# Your objective:
Rewrite the entries between the line holding "Scan the picture and mark every white soffit" and the line holding "[0,45,292,370]", inclusive. Replace "dried oak leaf" with "fallen oak leaf" and keep everything else the same.

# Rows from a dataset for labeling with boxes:
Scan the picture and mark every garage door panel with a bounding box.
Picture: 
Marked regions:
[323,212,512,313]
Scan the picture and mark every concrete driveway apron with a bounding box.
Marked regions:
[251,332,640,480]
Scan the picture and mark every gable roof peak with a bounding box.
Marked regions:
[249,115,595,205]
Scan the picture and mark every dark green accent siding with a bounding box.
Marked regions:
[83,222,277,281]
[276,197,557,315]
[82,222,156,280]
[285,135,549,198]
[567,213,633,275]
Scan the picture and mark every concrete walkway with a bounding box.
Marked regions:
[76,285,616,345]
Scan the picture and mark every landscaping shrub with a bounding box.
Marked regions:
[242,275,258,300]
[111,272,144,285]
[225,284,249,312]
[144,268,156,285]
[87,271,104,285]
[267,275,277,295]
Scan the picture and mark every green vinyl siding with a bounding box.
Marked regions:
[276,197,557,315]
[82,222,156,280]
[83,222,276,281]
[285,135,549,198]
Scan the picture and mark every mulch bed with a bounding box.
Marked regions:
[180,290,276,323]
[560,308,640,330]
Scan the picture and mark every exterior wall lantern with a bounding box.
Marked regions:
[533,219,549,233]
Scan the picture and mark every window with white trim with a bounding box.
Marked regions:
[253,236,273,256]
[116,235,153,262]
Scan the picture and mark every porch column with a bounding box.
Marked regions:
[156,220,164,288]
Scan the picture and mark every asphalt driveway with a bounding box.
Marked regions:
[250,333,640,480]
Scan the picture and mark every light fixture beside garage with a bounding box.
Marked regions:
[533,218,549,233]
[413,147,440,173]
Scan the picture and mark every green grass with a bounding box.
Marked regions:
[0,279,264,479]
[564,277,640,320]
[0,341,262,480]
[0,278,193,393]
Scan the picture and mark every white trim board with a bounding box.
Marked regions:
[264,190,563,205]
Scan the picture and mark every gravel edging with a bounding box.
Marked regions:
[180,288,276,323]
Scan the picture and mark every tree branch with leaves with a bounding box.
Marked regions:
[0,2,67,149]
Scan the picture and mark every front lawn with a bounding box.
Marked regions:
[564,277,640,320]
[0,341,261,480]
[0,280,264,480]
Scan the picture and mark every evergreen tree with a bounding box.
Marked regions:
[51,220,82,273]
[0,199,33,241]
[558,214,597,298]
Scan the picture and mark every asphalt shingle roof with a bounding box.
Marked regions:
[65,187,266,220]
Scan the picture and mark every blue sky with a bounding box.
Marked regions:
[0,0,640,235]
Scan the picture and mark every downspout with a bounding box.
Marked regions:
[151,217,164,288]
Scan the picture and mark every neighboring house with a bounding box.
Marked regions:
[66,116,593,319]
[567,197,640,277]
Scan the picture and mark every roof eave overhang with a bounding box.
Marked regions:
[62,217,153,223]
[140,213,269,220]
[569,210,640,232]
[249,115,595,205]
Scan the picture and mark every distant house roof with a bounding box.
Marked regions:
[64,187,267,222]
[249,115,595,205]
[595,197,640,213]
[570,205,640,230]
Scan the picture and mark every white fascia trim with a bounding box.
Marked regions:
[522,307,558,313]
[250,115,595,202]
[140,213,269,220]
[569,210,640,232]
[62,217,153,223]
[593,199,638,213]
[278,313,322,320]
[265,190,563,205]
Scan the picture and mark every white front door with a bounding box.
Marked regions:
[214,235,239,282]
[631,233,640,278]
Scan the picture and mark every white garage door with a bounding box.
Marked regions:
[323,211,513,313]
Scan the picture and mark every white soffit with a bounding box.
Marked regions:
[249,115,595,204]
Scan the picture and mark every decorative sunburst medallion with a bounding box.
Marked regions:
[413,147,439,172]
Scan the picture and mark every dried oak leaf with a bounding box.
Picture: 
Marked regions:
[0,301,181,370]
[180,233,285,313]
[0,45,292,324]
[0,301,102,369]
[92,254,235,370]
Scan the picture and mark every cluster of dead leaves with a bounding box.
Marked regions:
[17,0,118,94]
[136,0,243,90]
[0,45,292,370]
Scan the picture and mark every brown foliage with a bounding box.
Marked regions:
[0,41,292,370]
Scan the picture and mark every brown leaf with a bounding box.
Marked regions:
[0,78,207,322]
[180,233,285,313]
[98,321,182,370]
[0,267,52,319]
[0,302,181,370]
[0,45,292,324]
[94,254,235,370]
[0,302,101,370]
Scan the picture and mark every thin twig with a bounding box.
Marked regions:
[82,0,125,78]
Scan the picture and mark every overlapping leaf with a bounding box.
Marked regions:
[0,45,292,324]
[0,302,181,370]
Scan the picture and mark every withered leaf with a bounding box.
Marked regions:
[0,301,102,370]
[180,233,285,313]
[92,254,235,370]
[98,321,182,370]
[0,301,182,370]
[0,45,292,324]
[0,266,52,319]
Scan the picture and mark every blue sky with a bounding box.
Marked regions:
==
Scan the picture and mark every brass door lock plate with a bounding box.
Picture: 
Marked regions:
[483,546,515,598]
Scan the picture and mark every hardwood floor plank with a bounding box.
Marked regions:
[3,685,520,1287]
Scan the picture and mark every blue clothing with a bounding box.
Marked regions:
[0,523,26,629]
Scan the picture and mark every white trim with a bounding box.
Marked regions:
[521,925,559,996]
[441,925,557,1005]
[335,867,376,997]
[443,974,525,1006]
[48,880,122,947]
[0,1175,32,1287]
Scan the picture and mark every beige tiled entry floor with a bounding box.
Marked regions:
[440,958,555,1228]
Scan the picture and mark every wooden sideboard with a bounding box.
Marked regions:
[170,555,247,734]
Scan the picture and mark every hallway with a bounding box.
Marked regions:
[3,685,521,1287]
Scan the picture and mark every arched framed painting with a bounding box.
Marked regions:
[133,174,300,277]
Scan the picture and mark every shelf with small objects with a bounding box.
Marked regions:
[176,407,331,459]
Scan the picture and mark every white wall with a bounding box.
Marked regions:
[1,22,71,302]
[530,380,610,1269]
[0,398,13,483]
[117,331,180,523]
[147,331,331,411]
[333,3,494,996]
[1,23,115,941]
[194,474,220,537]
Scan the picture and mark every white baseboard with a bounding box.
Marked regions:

# Solution for this problem:
Scan the picture and mark every white soffit with a bounding box.
Marked regions:
[249,115,595,204]
Scan the picture and mark every decorative sunburst medallion with a bounding box.
Marked regions:
[413,147,439,172]
Scan the picture and mark every fallen oak leaf with a bounding box.
Picture: 
Marked regions:
[0,301,181,370]
[180,233,285,313]
[0,45,292,324]
[0,301,102,369]
[92,254,235,370]
Scan the picture and mark every cluster of dead leaves with a bounding box.
Marked regions:
[17,0,118,94]
[136,0,243,90]
[0,45,292,370]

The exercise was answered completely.